### TASK TO COMPLETE
An exact transcription of the records is required, minus any images.

ENTRIES PROVIDED Start Marker

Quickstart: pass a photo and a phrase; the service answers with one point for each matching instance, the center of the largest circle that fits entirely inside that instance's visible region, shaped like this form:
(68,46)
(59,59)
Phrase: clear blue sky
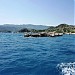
(46,12)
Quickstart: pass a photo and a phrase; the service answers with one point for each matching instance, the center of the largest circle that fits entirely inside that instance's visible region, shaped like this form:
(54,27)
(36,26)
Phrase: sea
(21,55)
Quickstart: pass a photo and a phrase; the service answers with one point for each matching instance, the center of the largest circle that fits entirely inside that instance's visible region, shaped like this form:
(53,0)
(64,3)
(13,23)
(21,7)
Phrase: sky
(40,12)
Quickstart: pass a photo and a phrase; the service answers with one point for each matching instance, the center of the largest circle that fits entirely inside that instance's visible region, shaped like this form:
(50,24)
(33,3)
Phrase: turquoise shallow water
(34,56)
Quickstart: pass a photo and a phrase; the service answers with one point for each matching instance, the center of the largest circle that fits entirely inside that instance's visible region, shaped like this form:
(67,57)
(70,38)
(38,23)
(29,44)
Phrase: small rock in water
(67,68)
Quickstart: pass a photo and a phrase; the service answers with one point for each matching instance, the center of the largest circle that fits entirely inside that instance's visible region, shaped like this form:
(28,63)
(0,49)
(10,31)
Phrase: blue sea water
(34,56)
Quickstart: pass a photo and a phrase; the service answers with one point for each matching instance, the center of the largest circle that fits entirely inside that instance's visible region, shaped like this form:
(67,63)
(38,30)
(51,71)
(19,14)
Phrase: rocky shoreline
(43,34)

ENTRIES PROVIDED End Marker

### ANSWER SECTION
Quickstart: pass a photo and a phrase; the service answers with one point for each matching instance, the center of the largest circle that fits entirely inside that instance's visible region, shaped like this form:
(68,46)
(59,59)
Phrase: clear blue sky
(46,12)
Quickstart: pass a photo and a phrase; the service answers with one point for each matching instance, the center of the largest circle that fits entirely inside that instance's visible region, shaped like this form:
(54,27)
(36,26)
Phrase: sea
(21,55)
Quickstart: pass a photo and a phrase; the service answers with one point for each matching instance, the center of the largest circle that fits entirely inside that instance's visible region, shaped like this form:
(53,0)
(64,3)
(13,23)
(21,7)
Phrase: sky
(40,12)
Quickstart: pass a photo and a phrase; the service answers with one point for each matching instance, the center of the largest circle that fits entirely inside that instance's visible region, shaped like this form:
(50,24)
(33,3)
Phrase: turquoise shallow water
(34,56)
Quickstart: pass a photo and a phrase; the service answers with one point for each matching instance, the center of the largest circle that fits entirely inside that instance's visible region, shaped like this form:
(67,57)
(70,38)
(38,23)
(29,44)
Phrase: small rock in water
(67,68)
Quickstart: pass a photo and a phrase; the service answers with one point for each matching instance, the center of the largest circle that fits entirely inside that instance's visible region, shaped like this form:
(28,63)
(0,49)
(10,31)
Phrase: blue sea water
(34,56)
Quickstart: pass a photo and a phrase; the service answers with one point for each matching instance, the center of the largest circle that fits entirely inside that instance's visible region, shaped like this form:
(67,63)
(38,30)
(51,71)
(19,14)
Phrase: rocky shoreline
(43,34)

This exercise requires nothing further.